> [Challenge]
Copy each line of the material below verbatim, keeping every character and line break in place.

> [Provided records]
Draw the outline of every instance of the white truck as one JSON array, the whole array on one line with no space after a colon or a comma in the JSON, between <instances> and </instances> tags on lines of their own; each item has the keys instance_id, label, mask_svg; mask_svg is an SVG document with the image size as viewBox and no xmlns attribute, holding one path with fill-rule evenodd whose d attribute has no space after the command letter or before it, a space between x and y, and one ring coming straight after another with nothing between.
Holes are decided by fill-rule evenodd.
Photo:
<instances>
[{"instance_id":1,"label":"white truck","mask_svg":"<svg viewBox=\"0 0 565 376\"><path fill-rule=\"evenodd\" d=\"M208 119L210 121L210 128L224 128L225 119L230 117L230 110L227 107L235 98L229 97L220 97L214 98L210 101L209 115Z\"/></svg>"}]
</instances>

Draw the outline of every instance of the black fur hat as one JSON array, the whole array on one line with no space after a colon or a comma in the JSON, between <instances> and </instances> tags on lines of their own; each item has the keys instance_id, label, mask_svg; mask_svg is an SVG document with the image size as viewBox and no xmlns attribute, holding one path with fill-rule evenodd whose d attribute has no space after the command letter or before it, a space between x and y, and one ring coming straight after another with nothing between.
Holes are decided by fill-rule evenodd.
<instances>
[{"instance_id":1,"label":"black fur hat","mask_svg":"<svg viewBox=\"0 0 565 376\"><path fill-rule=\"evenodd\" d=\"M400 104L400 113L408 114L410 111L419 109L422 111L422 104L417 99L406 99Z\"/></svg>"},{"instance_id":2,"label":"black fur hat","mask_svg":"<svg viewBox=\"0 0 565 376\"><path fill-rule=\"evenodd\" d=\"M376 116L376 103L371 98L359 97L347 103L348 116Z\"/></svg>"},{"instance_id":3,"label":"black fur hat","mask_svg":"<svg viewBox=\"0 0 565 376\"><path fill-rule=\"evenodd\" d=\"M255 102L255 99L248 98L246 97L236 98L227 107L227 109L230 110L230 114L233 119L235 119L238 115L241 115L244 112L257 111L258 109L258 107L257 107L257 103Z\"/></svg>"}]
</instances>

> [Answer for the task]
Draw the outline of every instance of the white truck as one JSON array, the whole array on one line with no space after a colon or a comma in the JSON, between <instances> and </instances> tags on lines of their own; each item has the keys instance_id, label, mask_svg; mask_svg is an SVG document with the image size as viewBox and no xmlns attribute, holding one path with fill-rule evenodd whose d attribute has no space after the command letter or before it, a space between x and y, and one ring coming straight after another with nothing between.
Holes are decided by fill-rule evenodd.
Photo:
<instances>
[{"instance_id":1,"label":"white truck","mask_svg":"<svg viewBox=\"0 0 565 376\"><path fill-rule=\"evenodd\" d=\"M208 119L210 121L210 128L224 128L225 119L230 117L230 110L227 107L235 98L229 97L220 97L214 98L210 101L209 115Z\"/></svg>"}]
</instances>

Draw the outline of every instance of the black fur hat as one JSON array, the whole array on one line with no space after a colon or a comma in the JSON, between <instances> and </instances> tags on lines of their own; each item has the keys instance_id, label, mask_svg; mask_svg is an SVG document with the image size as viewBox and no xmlns attribute, holding one path with fill-rule evenodd whose d attribute has no space after the command letter or before it, a space between x and y, and one ring coming straight after another with nothing between.
Holes are decided by fill-rule evenodd.
<instances>
[{"instance_id":1,"label":"black fur hat","mask_svg":"<svg viewBox=\"0 0 565 376\"><path fill-rule=\"evenodd\" d=\"M400 104L400 113L408 114L410 111L419 109L422 111L422 104L417 99L406 99Z\"/></svg>"},{"instance_id":2,"label":"black fur hat","mask_svg":"<svg viewBox=\"0 0 565 376\"><path fill-rule=\"evenodd\" d=\"M376 116L376 103L371 98L359 97L347 103L348 116Z\"/></svg>"},{"instance_id":3,"label":"black fur hat","mask_svg":"<svg viewBox=\"0 0 565 376\"><path fill-rule=\"evenodd\" d=\"M255 102L255 99L248 98L246 97L236 98L227 107L227 109L230 110L230 114L233 119L235 119L238 115L241 115L244 112L257 111L258 109L258 107L257 107L257 103Z\"/></svg>"}]
</instances>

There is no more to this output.